= What to work on =
Switch each "point out" in the data below to "mark", and give back all of the lines with nothing else changed.
--- Records provided ---
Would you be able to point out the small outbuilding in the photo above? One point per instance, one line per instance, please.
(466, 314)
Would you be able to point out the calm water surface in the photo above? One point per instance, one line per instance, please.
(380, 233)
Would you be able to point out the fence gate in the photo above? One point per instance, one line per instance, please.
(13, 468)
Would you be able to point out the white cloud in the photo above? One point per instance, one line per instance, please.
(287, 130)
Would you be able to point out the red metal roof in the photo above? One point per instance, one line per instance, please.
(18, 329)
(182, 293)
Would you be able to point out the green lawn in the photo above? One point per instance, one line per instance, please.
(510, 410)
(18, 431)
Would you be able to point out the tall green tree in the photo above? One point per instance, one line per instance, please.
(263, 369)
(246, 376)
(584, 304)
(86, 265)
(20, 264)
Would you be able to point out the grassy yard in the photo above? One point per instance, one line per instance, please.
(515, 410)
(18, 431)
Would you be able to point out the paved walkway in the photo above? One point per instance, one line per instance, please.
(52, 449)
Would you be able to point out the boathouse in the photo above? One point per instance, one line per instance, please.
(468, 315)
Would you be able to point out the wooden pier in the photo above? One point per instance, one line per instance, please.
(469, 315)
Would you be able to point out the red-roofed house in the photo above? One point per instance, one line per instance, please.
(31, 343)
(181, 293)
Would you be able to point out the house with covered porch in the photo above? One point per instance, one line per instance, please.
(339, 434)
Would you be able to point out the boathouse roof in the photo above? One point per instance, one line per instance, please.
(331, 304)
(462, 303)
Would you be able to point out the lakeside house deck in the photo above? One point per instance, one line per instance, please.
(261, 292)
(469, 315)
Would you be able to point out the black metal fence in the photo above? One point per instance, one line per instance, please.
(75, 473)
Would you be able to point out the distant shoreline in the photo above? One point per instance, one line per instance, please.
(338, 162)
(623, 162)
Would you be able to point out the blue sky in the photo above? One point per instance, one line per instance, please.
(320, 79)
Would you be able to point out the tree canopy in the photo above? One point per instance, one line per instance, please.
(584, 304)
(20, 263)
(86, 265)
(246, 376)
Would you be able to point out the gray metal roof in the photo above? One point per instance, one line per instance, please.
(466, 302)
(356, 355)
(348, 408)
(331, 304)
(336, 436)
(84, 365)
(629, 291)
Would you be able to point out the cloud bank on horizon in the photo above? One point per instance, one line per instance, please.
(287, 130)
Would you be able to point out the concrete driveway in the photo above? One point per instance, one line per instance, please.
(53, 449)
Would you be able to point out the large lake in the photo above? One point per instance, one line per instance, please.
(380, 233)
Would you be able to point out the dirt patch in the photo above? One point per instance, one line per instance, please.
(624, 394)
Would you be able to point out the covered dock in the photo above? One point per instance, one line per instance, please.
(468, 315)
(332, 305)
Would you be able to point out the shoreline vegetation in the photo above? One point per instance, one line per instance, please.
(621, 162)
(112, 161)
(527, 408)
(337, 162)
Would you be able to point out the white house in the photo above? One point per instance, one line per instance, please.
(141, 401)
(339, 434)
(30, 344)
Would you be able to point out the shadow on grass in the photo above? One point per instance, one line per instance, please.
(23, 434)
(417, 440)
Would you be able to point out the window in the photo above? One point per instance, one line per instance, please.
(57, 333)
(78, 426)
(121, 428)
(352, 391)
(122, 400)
---
= Solution to the problem =
Would you be able to mark the small outbuilding in the photo above? One point per instance, one line per instance, please.
(466, 314)
Would you be able to mark the calm water surface in the photo above? One point per instance, one line per instance, please.
(380, 233)
Would you be able to mark the fence gate in the photo above? One point per instance, one line per instance, please.
(13, 468)
Would you be able to mark the white cloud in the photo above? One point per instance, one line per instance, please.
(287, 130)
Would you be able to mark the red metal roof in the photo above? One point per instance, one line per instance, please.
(18, 329)
(182, 293)
Would you be able to mark the green lawn in the photo above? One point per instance, one line per instance, please.
(510, 410)
(18, 431)
Would you be able to mark the tall green tree in the photo above? One point per instance, one line per instance, please.
(263, 369)
(246, 376)
(584, 304)
(86, 265)
(20, 264)
Would you be able to mark the grassy yard in the photo above? One point per instance, one line per instance, please.
(515, 410)
(18, 431)
Would you be able to mark the paved walkway in the photo above? One point per instance, one line per instance, please.
(52, 449)
Would you be able to mark the boathouse in the photo above? One point per instance, one line per instance, please.
(468, 315)
Would you be able to mark the wooden pier in the photo above? One point per instance, one line per instance, please.
(469, 315)
Would you be able to mark the red-roofed house in the photo above? One point per instance, one line per instance, please.
(31, 343)
(181, 293)
Would you be able to mark the house with covered porch in the photo above? One point per instance, one line per instance, please.
(339, 434)
Would you be able to mark the boathouse roof in the photo above? One point per instance, one line per instance, please.
(331, 304)
(462, 303)
Would you be able to mark the lakeside house deck in the photo above? One point per instance, one line per instance, please.
(261, 292)
(469, 315)
Would you be able to mark the black metal fence in the photo above? One point per instance, one line per instance, please.
(75, 473)
Would you be able to mark the distant shoreline in the photo above? One point per instance, one line per instance, please.
(338, 162)
(623, 162)
Would you be able to mark the blue sky in the photo above? One point per instance, one line per instance, please.
(320, 79)
Would you be able to mark the tree canopy in the photo above? One point per instance, one line per instance, please.
(584, 304)
(20, 263)
(86, 265)
(246, 376)
Would you be able to mark the gray metal roof in the photo above? One point per instance, one line per instance, please.
(466, 302)
(356, 355)
(348, 408)
(331, 304)
(336, 436)
(84, 365)
(629, 291)
Would you be able to mark the cloud bank on horizon in the photo above? One point per instance, one line per instance, please.
(287, 130)
Would you be able to mark the concrete driveway in the photo above? One point per instance, one line per instance, please.
(53, 449)
Would you be able to mark the large lake in the photo above? One point per instance, one line per instance, please.
(380, 233)
Would you be able to mark the dirt patch in the photo above? One point per instance, one line per instance, please.
(624, 394)
Would you be able to mark the covered dock in the photo above? One point per instance, one line per instance, please.
(468, 315)
(332, 305)
Would you be able to mark the shoreline vegetation in the photo above? One point per instance, one line per instance, please.
(621, 162)
(112, 161)
(527, 408)
(337, 162)
Would you be able to mark the white house in the photo above? One point per instance, one line per instance, please.
(141, 401)
(339, 434)
(30, 344)
Would you be able to mark the shadow on grass in the photo above? One point per instance, one line per instance, please.
(23, 434)
(417, 440)
Would you be able to mark the window in the photo above? One point per instance, one line per instance, please.
(57, 333)
(78, 426)
(121, 428)
(352, 391)
(122, 400)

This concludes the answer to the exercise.